- **INSTRUCTION**:
Please copy out the passage below on dissolving map regions word for word, in full.

- **SOURCE EXCERPT**:
* start *

For an exercise, why don’t you see if you can figure out what’s so special about Powys and the Isle of Wight.

Aggregation and Dissolve#

Dissolve#

A useful common map operation is to aggregate by spatial region: i.e. to eliminate some of the granularity of a map by combining smaller regions into larger regions. This is called a ‘dissolve’ because it dissolves the boundaries between regions to form larger ones.

To demonstrate it, let’s take the many UK local authority districts and dissolve() them into the UK countries. We can do this using the LAD20CD column because the code used for it always begins with a letter that represents the country: E for England, W for Wales, N for Northern Ireland, and S for Scotland. So to do the dissolve, we first create a new column just like we would do for a groupby() in a regular pandas dataframe. But instead of using groupby(), we dissolve() by the new column. This will give us a new map that is made up of only 4 polygons.

* end *

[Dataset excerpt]
* start *

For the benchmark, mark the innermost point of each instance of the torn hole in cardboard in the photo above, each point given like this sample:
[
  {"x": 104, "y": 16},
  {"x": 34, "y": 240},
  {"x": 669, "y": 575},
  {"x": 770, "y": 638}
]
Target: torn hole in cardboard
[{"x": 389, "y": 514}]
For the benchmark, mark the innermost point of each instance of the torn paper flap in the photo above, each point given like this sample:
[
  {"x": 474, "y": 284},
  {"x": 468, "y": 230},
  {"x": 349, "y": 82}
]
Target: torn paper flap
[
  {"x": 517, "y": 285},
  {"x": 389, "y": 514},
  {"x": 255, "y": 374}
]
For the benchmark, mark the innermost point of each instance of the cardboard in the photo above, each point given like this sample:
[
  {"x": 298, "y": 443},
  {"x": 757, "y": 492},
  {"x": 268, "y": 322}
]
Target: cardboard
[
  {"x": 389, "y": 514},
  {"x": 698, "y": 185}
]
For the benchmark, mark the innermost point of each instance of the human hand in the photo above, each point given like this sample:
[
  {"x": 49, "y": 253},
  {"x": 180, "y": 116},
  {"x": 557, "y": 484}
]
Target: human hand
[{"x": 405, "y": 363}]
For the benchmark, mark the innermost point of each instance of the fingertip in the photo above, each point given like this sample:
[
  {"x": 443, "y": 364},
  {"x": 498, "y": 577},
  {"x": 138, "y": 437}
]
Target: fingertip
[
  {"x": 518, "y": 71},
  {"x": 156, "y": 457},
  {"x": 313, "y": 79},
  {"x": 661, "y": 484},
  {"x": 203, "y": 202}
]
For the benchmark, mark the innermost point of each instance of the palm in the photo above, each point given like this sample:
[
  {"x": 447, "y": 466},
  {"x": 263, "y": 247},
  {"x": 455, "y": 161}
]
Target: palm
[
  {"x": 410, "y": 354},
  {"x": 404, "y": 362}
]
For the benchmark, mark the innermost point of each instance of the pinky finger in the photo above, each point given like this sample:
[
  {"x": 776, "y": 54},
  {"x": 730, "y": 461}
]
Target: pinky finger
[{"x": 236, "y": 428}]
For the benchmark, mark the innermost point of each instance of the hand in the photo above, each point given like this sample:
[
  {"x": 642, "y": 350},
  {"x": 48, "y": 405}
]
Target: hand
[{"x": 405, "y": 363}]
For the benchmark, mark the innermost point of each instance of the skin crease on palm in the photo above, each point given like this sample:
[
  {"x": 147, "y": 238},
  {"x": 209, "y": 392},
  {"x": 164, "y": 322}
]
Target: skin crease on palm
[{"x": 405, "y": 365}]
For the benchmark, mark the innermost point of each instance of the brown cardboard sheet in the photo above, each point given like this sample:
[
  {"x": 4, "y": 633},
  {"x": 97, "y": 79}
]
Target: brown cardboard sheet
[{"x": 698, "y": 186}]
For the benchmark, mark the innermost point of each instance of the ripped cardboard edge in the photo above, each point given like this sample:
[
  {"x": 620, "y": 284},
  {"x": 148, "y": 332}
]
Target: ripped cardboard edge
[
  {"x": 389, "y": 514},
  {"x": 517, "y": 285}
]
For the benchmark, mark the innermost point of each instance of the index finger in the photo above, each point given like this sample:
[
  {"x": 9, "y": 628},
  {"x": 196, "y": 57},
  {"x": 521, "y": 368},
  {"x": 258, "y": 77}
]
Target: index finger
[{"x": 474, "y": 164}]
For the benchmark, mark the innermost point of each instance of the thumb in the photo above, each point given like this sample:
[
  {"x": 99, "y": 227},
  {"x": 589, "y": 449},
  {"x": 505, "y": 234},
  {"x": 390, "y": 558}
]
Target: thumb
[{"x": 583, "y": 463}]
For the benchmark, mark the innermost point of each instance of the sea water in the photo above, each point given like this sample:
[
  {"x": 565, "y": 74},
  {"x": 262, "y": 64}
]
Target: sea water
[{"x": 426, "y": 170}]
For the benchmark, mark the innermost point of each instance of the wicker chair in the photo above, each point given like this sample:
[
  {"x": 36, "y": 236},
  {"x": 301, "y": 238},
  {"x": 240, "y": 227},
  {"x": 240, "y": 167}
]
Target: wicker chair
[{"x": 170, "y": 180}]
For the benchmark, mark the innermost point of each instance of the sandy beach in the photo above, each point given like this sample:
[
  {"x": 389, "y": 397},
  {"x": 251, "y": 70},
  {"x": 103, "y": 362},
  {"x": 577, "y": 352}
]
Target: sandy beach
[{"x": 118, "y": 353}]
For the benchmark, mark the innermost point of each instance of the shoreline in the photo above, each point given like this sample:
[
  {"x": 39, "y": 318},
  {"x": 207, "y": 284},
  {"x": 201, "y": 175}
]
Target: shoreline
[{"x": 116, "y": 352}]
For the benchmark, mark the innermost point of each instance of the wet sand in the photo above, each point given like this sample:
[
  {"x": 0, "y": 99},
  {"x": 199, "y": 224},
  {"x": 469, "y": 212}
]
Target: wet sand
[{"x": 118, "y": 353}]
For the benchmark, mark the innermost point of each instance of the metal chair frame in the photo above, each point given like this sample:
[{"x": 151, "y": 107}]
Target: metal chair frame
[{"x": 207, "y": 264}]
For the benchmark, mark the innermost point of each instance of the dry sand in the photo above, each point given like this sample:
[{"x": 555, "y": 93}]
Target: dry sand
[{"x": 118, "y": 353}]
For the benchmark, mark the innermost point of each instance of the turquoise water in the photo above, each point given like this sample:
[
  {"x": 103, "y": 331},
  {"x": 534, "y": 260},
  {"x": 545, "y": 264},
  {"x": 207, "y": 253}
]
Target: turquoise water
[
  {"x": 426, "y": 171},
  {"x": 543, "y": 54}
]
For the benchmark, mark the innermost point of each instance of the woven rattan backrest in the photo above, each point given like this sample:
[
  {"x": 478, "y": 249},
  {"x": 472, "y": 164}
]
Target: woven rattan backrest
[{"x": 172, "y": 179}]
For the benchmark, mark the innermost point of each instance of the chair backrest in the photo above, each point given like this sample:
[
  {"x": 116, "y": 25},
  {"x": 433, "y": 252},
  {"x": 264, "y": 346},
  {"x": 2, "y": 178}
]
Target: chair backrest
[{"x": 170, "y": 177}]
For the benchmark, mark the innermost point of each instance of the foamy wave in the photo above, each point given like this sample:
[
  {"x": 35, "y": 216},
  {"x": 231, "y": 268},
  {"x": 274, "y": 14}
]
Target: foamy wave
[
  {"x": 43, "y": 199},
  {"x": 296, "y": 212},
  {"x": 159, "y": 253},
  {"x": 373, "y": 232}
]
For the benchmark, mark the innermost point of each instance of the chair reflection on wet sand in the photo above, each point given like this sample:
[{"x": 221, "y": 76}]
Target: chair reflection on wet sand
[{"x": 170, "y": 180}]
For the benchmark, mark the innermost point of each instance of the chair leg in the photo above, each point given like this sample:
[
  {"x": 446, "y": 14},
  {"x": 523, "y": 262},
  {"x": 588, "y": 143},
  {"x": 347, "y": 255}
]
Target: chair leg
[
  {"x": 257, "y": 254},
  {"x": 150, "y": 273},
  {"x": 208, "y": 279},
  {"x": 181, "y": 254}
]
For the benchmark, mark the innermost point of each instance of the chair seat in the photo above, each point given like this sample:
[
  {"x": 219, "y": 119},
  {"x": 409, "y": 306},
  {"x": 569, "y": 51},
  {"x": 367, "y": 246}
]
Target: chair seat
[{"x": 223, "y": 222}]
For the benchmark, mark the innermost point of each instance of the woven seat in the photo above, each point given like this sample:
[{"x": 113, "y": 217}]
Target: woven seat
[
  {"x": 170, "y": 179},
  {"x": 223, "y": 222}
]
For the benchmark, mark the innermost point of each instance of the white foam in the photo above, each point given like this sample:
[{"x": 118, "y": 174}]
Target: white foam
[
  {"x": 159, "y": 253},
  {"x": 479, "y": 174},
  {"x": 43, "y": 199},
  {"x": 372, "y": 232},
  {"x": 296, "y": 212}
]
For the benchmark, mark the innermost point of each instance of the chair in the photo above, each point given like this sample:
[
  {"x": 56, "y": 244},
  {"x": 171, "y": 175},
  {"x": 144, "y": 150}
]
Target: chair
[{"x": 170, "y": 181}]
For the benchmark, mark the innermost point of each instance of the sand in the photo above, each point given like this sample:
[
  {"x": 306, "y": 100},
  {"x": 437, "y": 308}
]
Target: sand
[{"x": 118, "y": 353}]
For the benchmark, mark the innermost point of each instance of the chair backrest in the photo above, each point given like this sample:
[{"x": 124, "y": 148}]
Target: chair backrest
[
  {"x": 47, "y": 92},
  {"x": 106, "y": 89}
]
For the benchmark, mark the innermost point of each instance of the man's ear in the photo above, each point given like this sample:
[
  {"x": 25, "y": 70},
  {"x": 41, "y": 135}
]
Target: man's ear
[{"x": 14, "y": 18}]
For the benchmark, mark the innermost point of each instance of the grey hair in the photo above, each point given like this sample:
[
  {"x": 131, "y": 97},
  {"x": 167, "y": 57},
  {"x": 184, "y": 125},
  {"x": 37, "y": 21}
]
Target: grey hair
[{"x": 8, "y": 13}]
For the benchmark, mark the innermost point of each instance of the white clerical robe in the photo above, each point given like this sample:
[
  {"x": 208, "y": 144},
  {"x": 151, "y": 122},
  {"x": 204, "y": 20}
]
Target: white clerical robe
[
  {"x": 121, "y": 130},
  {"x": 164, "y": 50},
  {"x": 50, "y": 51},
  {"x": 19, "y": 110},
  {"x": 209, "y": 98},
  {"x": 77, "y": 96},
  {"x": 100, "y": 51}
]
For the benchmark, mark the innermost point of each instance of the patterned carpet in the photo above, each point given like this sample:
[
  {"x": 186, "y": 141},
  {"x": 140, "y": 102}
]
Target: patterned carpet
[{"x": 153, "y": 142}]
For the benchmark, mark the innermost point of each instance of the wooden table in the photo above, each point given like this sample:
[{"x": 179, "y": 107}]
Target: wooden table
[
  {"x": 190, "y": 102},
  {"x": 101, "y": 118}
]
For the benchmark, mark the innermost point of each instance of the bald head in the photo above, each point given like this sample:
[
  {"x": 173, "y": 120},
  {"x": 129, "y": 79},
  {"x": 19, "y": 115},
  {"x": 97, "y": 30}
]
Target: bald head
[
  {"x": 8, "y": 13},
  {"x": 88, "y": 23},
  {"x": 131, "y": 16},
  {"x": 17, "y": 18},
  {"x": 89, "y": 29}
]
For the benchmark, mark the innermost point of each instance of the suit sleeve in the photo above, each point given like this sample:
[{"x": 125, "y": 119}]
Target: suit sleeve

* end *

- **COMPLETE OUTPUT**:
For an exercise, why don’t you see if you can figure out what’s so special about Powys and the Isle of Wight.

Aggregation and Dissolve#

Dissolve#

A useful common map operation is to aggregate by spatial region: i.e. to eliminate some of the granularity of a map by combining smaller regions into larger regions. This is called a ‘dissolve’ because it dissolves the boundaries between regions to form larger ones.

To demonstrate it, let’s take the many UK local authority districts and dissolve() them into the UK countries. We can do this using the LAD20CD column because the code used for it always begins with a letter that represents the country: E for England, W for Wales, N for Northern Ireland, and S for Scotland. So to do the dissolve, we first create a new column just like we would do for a groupby() in a regular pandas dataframe. But instead of using groupby(), we dissolve() by the new column. This will give us a new map that is made up of only 4 polygons.